> [PROBLEM DESCRIPTION]:
Reproduce everything from the start of the records down to and including the line containing "44, 231, 140, 267", switching "pixel coordinates" to "image coordinates" and leaving all else unchanged. Give back only those lines.

** start **

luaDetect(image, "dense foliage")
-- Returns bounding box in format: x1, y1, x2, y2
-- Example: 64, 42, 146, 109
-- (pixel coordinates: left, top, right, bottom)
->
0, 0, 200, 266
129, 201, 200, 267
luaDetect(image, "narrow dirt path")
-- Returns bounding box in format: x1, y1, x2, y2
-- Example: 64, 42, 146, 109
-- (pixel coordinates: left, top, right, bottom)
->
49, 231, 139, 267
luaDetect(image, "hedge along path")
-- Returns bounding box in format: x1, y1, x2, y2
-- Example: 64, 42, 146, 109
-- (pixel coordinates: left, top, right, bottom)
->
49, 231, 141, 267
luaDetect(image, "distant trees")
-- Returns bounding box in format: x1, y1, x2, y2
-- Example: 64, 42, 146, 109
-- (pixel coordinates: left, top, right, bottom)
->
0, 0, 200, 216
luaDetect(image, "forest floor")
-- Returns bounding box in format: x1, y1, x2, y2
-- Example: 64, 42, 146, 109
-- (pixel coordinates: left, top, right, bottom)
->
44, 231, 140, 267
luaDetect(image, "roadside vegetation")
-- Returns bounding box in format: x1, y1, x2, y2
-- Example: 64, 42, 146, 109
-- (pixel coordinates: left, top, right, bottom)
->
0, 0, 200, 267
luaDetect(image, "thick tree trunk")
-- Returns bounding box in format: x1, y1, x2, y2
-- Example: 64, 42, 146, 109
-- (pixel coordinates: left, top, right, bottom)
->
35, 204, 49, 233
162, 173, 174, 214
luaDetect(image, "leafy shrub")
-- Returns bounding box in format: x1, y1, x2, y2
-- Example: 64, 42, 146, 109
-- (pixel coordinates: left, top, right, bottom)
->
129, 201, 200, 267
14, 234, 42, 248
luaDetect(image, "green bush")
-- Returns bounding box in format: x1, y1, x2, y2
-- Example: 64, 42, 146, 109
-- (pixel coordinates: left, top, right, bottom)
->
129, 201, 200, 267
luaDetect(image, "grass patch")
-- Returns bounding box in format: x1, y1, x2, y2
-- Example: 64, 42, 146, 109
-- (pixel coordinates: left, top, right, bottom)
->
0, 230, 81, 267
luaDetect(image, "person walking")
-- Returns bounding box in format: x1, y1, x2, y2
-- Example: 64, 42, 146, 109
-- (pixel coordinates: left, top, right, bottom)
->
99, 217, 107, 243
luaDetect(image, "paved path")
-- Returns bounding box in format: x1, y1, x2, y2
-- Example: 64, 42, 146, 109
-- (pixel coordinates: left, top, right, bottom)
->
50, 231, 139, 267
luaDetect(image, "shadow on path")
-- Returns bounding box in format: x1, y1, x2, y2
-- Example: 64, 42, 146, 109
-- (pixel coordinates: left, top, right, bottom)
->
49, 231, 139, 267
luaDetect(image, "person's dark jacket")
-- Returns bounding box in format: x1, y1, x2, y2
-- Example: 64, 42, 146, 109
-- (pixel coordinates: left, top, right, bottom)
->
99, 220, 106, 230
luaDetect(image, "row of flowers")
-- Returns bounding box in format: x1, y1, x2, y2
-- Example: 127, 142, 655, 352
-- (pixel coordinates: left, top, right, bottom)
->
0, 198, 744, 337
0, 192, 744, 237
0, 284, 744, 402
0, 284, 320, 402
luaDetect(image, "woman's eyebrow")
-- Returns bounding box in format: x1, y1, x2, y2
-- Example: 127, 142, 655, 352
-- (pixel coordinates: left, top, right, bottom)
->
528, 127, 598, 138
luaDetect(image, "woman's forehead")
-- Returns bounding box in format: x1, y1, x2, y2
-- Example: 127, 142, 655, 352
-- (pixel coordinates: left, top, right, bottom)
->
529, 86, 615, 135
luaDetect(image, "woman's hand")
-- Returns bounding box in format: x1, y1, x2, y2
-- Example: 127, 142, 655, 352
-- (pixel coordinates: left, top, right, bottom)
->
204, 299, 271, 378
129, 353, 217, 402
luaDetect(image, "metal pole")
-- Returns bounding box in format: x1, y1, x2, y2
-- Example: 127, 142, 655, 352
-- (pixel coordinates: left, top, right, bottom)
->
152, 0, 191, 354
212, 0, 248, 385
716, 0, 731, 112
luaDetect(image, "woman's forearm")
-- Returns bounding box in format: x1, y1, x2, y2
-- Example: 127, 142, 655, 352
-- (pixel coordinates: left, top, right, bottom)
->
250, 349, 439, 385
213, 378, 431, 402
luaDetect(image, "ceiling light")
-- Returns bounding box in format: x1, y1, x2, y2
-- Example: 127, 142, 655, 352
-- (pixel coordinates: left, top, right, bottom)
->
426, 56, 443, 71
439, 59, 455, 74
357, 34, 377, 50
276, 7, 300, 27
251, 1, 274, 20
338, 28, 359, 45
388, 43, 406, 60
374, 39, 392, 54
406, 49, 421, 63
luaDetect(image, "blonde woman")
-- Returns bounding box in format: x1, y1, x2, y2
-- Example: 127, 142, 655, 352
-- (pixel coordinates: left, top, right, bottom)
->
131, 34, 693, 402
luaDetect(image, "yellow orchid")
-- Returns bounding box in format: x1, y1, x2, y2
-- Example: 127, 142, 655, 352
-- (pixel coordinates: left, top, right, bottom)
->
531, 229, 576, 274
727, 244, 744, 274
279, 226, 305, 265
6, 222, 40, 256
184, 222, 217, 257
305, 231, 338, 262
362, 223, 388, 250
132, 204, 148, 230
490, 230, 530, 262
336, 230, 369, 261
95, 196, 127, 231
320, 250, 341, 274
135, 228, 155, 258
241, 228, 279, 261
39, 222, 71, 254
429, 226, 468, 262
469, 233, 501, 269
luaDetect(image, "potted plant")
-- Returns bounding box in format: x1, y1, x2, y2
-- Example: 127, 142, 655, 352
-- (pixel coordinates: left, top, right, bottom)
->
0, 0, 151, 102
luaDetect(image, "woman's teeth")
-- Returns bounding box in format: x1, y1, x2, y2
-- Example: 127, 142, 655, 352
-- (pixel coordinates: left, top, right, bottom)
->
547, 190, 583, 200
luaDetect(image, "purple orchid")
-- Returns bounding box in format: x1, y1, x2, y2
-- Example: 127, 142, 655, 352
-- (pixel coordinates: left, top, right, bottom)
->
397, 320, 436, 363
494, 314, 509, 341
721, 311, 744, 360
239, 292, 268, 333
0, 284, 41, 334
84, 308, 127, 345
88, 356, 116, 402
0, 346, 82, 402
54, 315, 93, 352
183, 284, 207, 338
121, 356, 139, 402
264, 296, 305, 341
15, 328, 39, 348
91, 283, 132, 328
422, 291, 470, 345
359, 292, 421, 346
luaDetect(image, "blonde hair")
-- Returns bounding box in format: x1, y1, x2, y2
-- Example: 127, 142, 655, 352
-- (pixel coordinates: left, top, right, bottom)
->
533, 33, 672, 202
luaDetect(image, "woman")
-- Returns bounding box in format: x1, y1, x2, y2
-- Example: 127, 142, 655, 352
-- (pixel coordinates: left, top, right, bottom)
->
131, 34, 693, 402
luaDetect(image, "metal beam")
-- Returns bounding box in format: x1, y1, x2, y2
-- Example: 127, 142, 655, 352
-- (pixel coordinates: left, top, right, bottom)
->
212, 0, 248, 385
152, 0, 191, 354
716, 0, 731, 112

** end **

> [REPLY TO THE TASK]:
luaDetect(image, "dense foliage")
-- Returns bounding box in format: x1, y1, x2, y2
-- Example: 64, 42, 146, 109
-- (image coordinates: left, top, right, bottom)
->
0, 0, 200, 266
129, 201, 200, 267
luaDetect(image, "narrow dirt path")
-- Returns bounding box in format: x1, y1, x2, y2
-- Example: 64, 42, 146, 109
-- (image coordinates: left, top, right, bottom)
->
49, 231, 139, 267
luaDetect(image, "hedge along path")
-- Returns bounding box in format: x1, y1, x2, y2
-- Example: 64, 42, 146, 109
-- (image coordinates: left, top, right, bottom)
->
49, 231, 141, 267
luaDetect(image, "distant trees")
-- Returns bounding box in format: x1, y1, x2, y2
-- Example: 64, 42, 146, 109
-- (image coordinates: left, top, right, bottom)
->
0, 0, 200, 216
luaDetect(image, "forest floor")
-- Returns bounding box in format: x1, y1, x2, y2
-- Example: 64, 42, 146, 109
-- (image coordinates: left, top, right, bottom)
->
44, 231, 140, 267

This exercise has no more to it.